▸ **YOUR GOAL**
Copy the items below word for word, and leave the pictures out of your copy.

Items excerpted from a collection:

#####

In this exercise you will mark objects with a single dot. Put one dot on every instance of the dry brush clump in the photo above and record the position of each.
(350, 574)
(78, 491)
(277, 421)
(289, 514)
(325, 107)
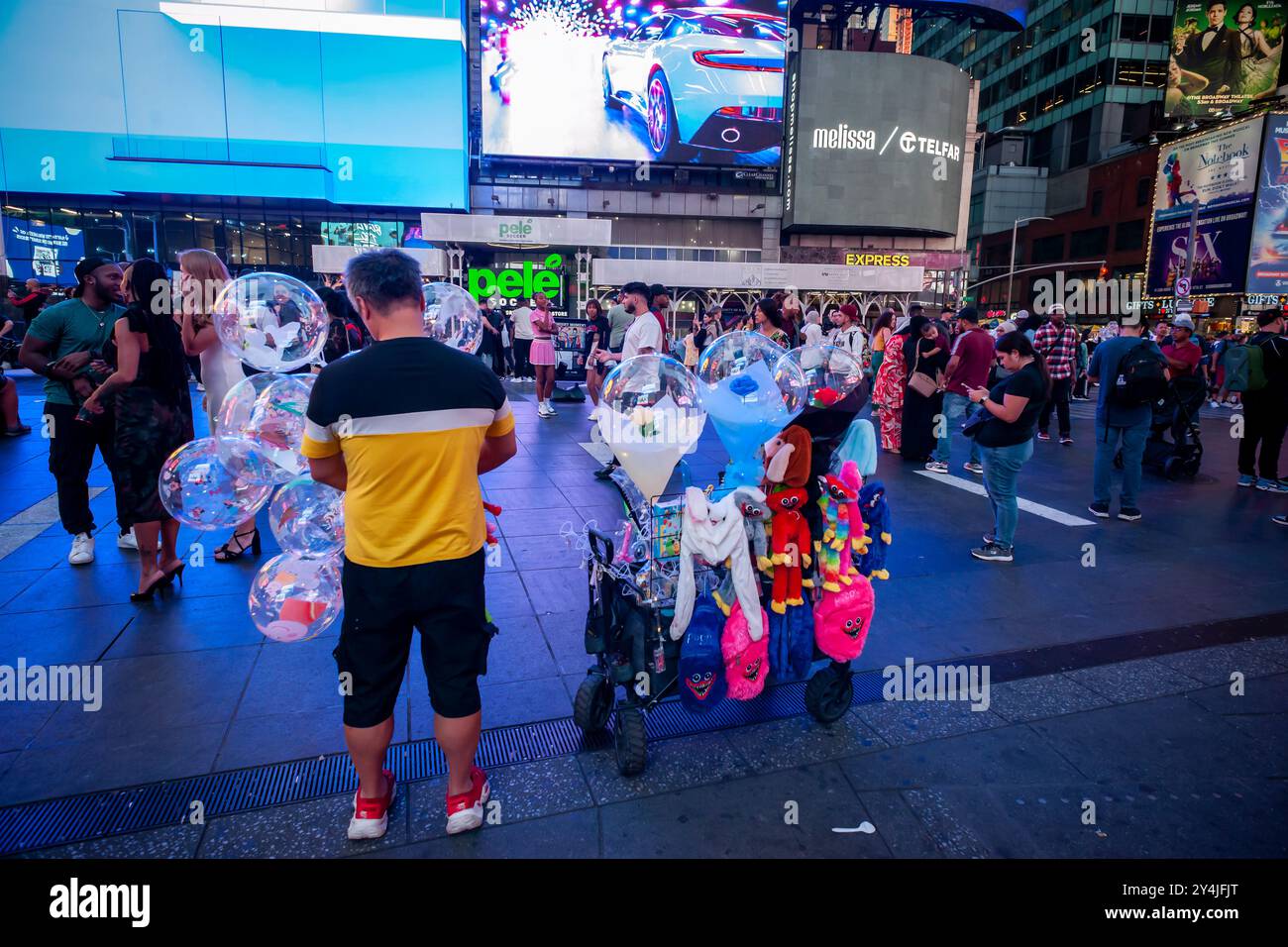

#####

▸ **TASK OUTPUT**
In this exercise you will mark objects with a single dot. Put one dot on every instance of the dry brush clump in the photo above and record the position of each.
(350, 574)
(78, 491)
(277, 421)
(289, 514)
(325, 107)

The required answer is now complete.